── RECORDED DATA ──

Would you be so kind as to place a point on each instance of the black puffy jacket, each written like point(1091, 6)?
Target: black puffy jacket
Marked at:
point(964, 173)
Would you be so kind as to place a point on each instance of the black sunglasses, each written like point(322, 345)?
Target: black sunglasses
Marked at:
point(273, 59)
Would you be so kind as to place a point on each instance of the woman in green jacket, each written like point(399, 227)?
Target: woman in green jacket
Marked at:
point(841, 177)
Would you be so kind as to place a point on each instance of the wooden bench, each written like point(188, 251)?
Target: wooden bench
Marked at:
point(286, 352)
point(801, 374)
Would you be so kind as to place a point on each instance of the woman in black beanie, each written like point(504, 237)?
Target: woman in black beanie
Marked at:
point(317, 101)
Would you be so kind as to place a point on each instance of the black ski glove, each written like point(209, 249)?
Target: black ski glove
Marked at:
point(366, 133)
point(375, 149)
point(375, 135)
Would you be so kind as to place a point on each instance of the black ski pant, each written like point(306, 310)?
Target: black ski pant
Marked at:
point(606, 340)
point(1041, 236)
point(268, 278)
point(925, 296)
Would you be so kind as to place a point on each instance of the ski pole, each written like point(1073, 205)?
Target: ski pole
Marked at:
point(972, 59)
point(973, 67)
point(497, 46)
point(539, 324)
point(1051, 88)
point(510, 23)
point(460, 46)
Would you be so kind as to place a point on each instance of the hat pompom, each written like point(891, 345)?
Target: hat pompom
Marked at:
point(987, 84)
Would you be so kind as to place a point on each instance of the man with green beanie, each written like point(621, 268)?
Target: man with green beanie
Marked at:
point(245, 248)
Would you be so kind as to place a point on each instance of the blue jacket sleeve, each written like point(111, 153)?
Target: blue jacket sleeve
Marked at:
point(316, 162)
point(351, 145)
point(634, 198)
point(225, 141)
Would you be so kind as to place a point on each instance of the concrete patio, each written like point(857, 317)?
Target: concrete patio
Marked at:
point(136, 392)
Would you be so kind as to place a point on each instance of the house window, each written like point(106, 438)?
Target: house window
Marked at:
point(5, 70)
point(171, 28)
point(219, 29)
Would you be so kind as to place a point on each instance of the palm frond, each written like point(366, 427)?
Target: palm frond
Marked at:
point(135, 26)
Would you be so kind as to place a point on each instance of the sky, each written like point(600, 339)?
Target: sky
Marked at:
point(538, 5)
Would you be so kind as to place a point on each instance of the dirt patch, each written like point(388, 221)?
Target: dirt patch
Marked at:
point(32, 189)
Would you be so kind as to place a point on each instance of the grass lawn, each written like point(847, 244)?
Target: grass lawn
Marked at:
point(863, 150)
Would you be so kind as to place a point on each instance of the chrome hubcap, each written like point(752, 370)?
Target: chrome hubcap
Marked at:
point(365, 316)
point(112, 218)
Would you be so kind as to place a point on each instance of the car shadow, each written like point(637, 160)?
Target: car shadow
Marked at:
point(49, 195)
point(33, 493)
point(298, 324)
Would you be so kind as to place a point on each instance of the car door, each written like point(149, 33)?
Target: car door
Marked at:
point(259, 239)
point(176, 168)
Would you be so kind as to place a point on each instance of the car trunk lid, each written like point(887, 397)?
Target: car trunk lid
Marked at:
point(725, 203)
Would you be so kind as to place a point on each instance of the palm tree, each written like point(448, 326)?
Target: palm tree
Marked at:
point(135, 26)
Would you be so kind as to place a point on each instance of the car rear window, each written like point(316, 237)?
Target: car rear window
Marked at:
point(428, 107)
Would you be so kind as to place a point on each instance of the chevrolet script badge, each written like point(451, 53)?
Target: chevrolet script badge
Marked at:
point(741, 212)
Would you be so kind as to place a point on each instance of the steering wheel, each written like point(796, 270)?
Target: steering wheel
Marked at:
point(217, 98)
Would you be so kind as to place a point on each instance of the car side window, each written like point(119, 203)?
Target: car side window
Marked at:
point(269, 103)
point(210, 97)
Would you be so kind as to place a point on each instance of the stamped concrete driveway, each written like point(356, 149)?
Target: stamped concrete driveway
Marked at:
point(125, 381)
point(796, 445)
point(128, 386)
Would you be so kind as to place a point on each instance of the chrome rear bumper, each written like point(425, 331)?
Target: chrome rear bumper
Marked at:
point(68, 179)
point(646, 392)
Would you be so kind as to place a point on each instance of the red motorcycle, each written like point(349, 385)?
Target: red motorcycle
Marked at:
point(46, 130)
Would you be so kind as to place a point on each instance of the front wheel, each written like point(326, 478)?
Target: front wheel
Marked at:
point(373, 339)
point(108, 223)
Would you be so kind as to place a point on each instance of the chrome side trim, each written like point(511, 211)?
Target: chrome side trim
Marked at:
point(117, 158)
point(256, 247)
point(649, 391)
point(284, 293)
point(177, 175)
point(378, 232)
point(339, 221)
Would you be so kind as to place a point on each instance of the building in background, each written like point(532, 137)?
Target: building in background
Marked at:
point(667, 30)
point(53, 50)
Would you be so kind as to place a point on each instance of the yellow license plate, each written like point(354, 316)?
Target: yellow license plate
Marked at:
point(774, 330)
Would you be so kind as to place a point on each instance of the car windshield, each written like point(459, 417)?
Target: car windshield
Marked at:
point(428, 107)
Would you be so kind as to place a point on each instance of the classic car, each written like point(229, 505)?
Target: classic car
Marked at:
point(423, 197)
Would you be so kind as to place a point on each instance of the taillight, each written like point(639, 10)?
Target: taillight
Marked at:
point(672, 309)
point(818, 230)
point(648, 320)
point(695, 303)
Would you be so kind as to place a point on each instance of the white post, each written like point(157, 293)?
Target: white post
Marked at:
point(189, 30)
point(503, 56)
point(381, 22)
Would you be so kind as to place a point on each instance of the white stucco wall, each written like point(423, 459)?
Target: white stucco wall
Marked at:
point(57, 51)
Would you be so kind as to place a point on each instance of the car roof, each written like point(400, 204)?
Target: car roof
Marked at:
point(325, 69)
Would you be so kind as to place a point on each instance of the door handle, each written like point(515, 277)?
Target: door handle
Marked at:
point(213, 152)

───

### WHAT IS ASKED
Every entry must be output again, exactly as written above.

### EXPECTED ANSWER
Would you be so kind as to place a point on each instance of the black puffy jacket, each written like point(1091, 6)?
Target: black puffy jacket
Marked at:
point(964, 173)
Would you be so kind as to place a point on each instance of the black sunglasses, each written like point(322, 345)?
Target: black sunglasses
Marked at:
point(273, 59)
Would you be so kind as to place a point on each instance of the woman in green jacket, each written like point(399, 227)?
Target: woman in green jacket
Marked at:
point(841, 177)
Would you be so kind as to place a point on each instance of the wooden bench, each written like point(188, 251)?
Target: wooden bench
Marked at:
point(286, 352)
point(801, 374)
Would you be so kind as to place a point on each instance of the woman in black beanie, each written like point(504, 237)?
Target: woman in black beanie
Marked at:
point(317, 101)
Would you be so kind as to place a point on each instance of the black ski glove, each written like point(209, 249)?
Target: black ski glove
Marked at:
point(366, 133)
point(375, 149)
point(375, 135)
Would you be so kind as to place a point on each instance of the black ski pant, each written like point(306, 310)?
Target: black ski pant
Marked at:
point(606, 340)
point(1041, 236)
point(268, 278)
point(925, 296)
Would you be so kind as to place a point on each instance of the ski pole, each written like point(1073, 205)?
Target: ski pole
Marked at:
point(972, 59)
point(973, 67)
point(497, 46)
point(539, 324)
point(1051, 88)
point(510, 23)
point(460, 46)
Would you be so kind as to place a point on each instance of the hat pompom, each written like point(891, 345)?
Target: hat pompom
Marked at:
point(987, 84)
Would you be so kind as to place a point on each instance of the man with green beanie, each written like point(621, 268)?
Target: man with green beanie
Marked at:
point(245, 248)
Would you be so kind as to place a point on each instance of the blue jacket sleeve, each written like point(111, 153)?
Target: blue jacket sleeve
Marked at:
point(316, 162)
point(351, 145)
point(634, 198)
point(225, 141)
Would you be so kind as to place a point on each instance of the concrete patio, each written like point(857, 317)?
Target: concrete patio
Marked at:
point(136, 392)
Would you be so kind as to place a point on each instance of the house window, each written like point(106, 438)?
Target: house window
Marked at:
point(5, 70)
point(171, 28)
point(219, 29)
Would you be so kind as to place a point on each instance of the palm frond, each written like point(366, 427)?
Target: palm frond
Marked at:
point(135, 26)
Would you be so kind as to place a point on each instance of the sky, each written like point(600, 339)?
Target: sky
Marked at:
point(538, 5)
Would you be so kind as to place a point on each instance of the dirt patch, each written like point(388, 221)?
Target: dirt patch
Marked at:
point(32, 189)
Would you be so kind as to place a point on each instance of the grass lawn, each written like point(847, 244)?
Target: grass lawn
Marked at:
point(863, 150)
Would you be so kind as to place a point on each instance of the chrome hubcap, each written like point(752, 370)?
Target: chrome hubcap
Marked at:
point(365, 316)
point(112, 218)
Would you be so kind as to place a point on each instance of the car shadow, each written like point(637, 160)?
Target: car shadow
Marked at:
point(49, 195)
point(33, 493)
point(298, 324)
Would you be so kind as to place a point on each instance of the car door, each written like point(149, 33)?
Target: car door
Marked at:
point(259, 239)
point(176, 168)
Would you be so kind as to place a point on each instance of the car trunk lid, each written like point(887, 397)?
Target: car trunk lid
Marked at:
point(725, 203)
Would you be so kind as to place a point on each instance of the palm tree, each written like point(448, 326)?
Target: palm tree
Marked at:
point(135, 26)
Would you be so kind as to place a point on each instance of the car rear window, each written like point(316, 237)?
Target: car rear window
Marked at:
point(428, 107)
Would you be so kind as to place a point on each instance of the chevrolet script badge, each written like point(451, 53)?
Target: chevrolet script badge
Marked at:
point(741, 212)
Would you be so kind as to place a point on each instance of the steering wheel, each written like point(796, 270)?
Target: steering wheel
Marked at:
point(217, 98)
Would you be so kind as to place a point on each instance of the car side window, each written like point(119, 203)?
Target: car side window
Marked at:
point(269, 103)
point(210, 97)
Would you be so kind as to place a point on each instance of the stamped concrete driveway, each written like point(356, 149)?
Target: stamped concrete driveway
Marked at:
point(125, 381)
point(796, 445)
point(128, 386)
Would you be so kind as to place a point on each instance of the chrome rear bumper, each written like point(425, 331)?
Target: chrome rear bumper
Marked at:
point(68, 179)
point(646, 392)
Would you be so kind as to place a point on each instance of the red motorcycle, each written like point(349, 385)?
Target: red motorcycle
Marked at:
point(46, 130)
Would you be so kind as to place a point on each instance of the front wheel, each written like point(326, 478)?
Target: front wheel
Marked at:
point(373, 339)
point(108, 223)
Would you be so kind as to place a point on each instance of the chrome side trim, each written like point(511, 211)?
Target: chrome side trim
Marked at:
point(117, 158)
point(256, 247)
point(649, 391)
point(284, 293)
point(177, 175)
point(378, 232)
point(339, 221)
Would you be so kind as to place a point on each instance of the building in background, each written like point(532, 137)?
Target: building in background
Marked at:
point(667, 30)
point(53, 50)
Would you be so kind as to place a point on each instance of the yellow license plate, each written like point(354, 316)?
Target: yellow license plate
Marked at:
point(774, 330)
Would you be so kind as to place a point on each instance of the car windshield, each written like point(459, 417)?
Target: car windshield
Marked at:
point(428, 107)
Would you be so kind as to place a point on each instance of the classic car, each written like point(229, 505)?
Target: classic car
Marked at:
point(423, 197)
Would you be so kind as to place a point on each instance of the taillight, each written like point(639, 10)?
Target: taillight
Marked at:
point(672, 309)
point(818, 230)
point(648, 320)
point(695, 303)
Would you be so kind as to place a point on each instance of the white post, each written like point(157, 293)?
Target: white post
Marked at:
point(189, 30)
point(503, 56)
point(381, 22)
Would you be so kind as to place a point on each instance of the white stucco wall, each written like point(423, 459)?
Target: white stucco wall
Marked at:
point(57, 51)
Would you be so kind as to place a point on each instance of the car roof, each written like point(400, 204)?
Target: car roof
Marked at:
point(325, 69)
Would you be so kind as to place a point on each instance of the door handle, each written like point(515, 277)?
Target: door handle
Marked at:
point(213, 152)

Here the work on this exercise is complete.